+++ Supplied material
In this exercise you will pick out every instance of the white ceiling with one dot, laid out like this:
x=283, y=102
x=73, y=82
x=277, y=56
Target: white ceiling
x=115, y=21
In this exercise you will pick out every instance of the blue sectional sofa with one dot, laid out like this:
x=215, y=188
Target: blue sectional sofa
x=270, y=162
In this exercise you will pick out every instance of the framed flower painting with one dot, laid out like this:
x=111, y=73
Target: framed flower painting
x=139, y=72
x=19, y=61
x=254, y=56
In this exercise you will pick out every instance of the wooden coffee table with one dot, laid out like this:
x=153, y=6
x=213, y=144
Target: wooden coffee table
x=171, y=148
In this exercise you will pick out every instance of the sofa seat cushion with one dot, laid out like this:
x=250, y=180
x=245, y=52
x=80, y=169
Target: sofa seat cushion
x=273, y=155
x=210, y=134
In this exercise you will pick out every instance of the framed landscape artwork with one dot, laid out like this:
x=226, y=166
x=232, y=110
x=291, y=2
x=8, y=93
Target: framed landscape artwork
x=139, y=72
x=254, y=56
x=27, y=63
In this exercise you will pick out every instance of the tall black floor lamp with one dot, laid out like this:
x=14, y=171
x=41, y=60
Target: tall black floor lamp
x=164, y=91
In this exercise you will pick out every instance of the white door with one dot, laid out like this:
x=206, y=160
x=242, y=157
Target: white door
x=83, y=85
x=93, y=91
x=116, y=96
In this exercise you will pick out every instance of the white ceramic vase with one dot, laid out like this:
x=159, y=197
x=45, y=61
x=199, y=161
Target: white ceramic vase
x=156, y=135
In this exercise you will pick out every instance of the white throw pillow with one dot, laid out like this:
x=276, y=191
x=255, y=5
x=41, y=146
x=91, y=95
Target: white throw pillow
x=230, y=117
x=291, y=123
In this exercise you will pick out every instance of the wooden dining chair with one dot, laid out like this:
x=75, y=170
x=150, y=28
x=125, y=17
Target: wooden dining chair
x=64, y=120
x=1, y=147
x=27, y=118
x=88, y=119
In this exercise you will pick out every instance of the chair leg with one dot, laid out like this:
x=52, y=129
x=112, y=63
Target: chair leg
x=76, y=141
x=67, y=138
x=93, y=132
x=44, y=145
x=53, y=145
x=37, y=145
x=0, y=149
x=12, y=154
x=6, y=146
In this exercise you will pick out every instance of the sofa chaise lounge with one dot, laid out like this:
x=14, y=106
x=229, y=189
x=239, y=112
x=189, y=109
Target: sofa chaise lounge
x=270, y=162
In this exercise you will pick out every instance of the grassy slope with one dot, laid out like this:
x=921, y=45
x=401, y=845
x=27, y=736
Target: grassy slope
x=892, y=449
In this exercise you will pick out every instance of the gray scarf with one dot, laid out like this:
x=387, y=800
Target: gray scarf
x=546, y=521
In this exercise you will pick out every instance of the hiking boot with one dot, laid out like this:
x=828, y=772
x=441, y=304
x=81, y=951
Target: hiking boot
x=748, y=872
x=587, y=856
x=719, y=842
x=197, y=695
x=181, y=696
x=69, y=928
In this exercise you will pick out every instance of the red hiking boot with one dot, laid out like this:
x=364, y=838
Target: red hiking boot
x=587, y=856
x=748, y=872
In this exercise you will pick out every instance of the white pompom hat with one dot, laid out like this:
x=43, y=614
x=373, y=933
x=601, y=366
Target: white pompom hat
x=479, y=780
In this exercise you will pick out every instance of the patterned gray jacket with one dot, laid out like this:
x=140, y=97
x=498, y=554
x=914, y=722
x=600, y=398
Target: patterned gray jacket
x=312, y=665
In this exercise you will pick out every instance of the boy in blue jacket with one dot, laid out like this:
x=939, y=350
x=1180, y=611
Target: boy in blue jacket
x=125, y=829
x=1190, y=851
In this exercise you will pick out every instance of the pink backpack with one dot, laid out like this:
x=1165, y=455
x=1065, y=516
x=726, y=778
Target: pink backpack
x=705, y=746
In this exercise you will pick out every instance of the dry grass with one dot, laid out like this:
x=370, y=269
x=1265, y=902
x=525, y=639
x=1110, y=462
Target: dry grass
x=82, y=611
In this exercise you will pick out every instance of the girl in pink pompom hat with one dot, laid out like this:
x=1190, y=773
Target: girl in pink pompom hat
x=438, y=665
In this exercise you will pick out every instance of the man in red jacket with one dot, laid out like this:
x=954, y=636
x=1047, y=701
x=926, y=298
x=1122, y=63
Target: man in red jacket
++++++
Exercise goal - Exactly as they are written, print the entries again.

Full output -
In this exercise you will pick out every instance of the white ceiling with one dot, laid out like this:
x=283, y=102
x=73, y=82
x=277, y=56
Target: white ceiling
x=115, y=21
In this exercise you will pick out every instance of the blue sectional sofa with one dot, laid out like this:
x=215, y=188
Target: blue sectional sofa
x=270, y=162
In this exercise you will pick out every instance of the framed flower painting with one dot, laid out like this:
x=111, y=73
Target: framed flower painting
x=139, y=72
x=19, y=61
x=254, y=56
In this exercise you will pick out every instance of the wooden coffee table with one dot, laid out like this:
x=153, y=6
x=213, y=144
Target: wooden coffee table
x=171, y=148
In this exercise you will pick out every instance of the sofa seat cushion with one dot, laid out like this:
x=250, y=180
x=245, y=52
x=80, y=169
Target: sofa seat cushion
x=273, y=155
x=210, y=134
In this exercise you will pick out every instance of the framed landscape artwork with one dot, laid out like this:
x=226, y=166
x=232, y=110
x=291, y=2
x=8, y=93
Target: framed landscape artwork
x=139, y=72
x=254, y=56
x=27, y=63
In this exercise you will pick out every instance of the tall black floor lamp with one dot, laid out like this:
x=14, y=171
x=41, y=60
Target: tall black floor lamp
x=164, y=91
In this exercise you will pick out every instance of the white door with one dot, laid out like this:
x=206, y=160
x=242, y=157
Target: white door
x=83, y=85
x=93, y=91
x=116, y=96
In this exercise you will pick out every instance of the white ceramic vase with one dot, laid out like this:
x=159, y=197
x=45, y=61
x=199, y=161
Target: white ceramic vase
x=156, y=135
In this exercise you will pick out every instance of the white throw pillow with one dot, laid out like this:
x=276, y=191
x=255, y=5
x=41, y=146
x=91, y=95
Target: white throw pillow
x=230, y=117
x=291, y=123
In this exercise you will pick out every instance of the wooden dining chair with one dot, laid out like this:
x=75, y=170
x=150, y=28
x=125, y=17
Target: wooden dining chair
x=64, y=120
x=1, y=147
x=27, y=118
x=88, y=119
In this exercise you will pick out every instance of the chair leg with one dot, laid out like this:
x=52, y=129
x=112, y=63
Target: chair leg
x=76, y=141
x=67, y=138
x=93, y=132
x=44, y=145
x=53, y=145
x=37, y=145
x=0, y=149
x=12, y=154
x=6, y=146
In this exercise you will pick out every instance of the sofa chaise lounge with one dot, laid out like this:
x=14, y=106
x=229, y=189
x=239, y=112
x=189, y=109
Target: sofa chaise lounge
x=270, y=162
In this exercise you will pick out every instance of the grassy slope with one dot, laid out like this:
x=921, y=45
x=401, y=845
x=27, y=736
Target: grassy slope
x=892, y=449
In this exercise you will pick out every instance of the gray scarf with one dot, laid out like this:
x=387, y=800
Target: gray scarf
x=546, y=521
In this exercise you will pick out every instance of the hiking boot with one dot, laid out like this:
x=828, y=772
x=441, y=304
x=81, y=951
Target: hiking boot
x=748, y=872
x=587, y=856
x=719, y=842
x=197, y=695
x=181, y=696
x=69, y=928
In this exercise you will pick out every instance of the red hiking boot with one dot, laid out like this:
x=364, y=838
Target: red hiking boot
x=587, y=856
x=748, y=872
In this exercise you will pick out every instance of the white pompom hat with one dot, laid out like this:
x=43, y=614
x=373, y=933
x=601, y=366
Target: white pompom hat
x=479, y=780
In this exercise you will pick out every instance of the patterned gray jacket with one dot, laid out like this:
x=140, y=97
x=498, y=554
x=914, y=722
x=600, y=398
Target: patterned gray jacket
x=312, y=665
In this exercise you will pick out every instance of the boy in blue jacket with one dot, laid out like this:
x=939, y=350
x=1180, y=611
Target: boy in blue jacket
x=125, y=829
x=1190, y=851
In this exercise you will pick out every instance of the pink backpack with one dot, laid out like this:
x=1165, y=455
x=1065, y=516
x=726, y=778
Target: pink backpack
x=705, y=746
In this exercise you will pick out every instance of the dry grass with one dot, laid out like this:
x=370, y=269
x=1265, y=902
x=525, y=639
x=1110, y=462
Target: dry grass
x=82, y=611
In this exercise you will pick out every instance of the girl in pink pompom hat with one dot, laid out like this:
x=1190, y=773
Target: girl in pink pompom hat
x=438, y=665
In this exercise you will pick out every instance of the man in red jacket with one dot, laid out like this:
x=954, y=636
x=1047, y=701
x=926, y=298
x=1122, y=63
Target: man in red jacket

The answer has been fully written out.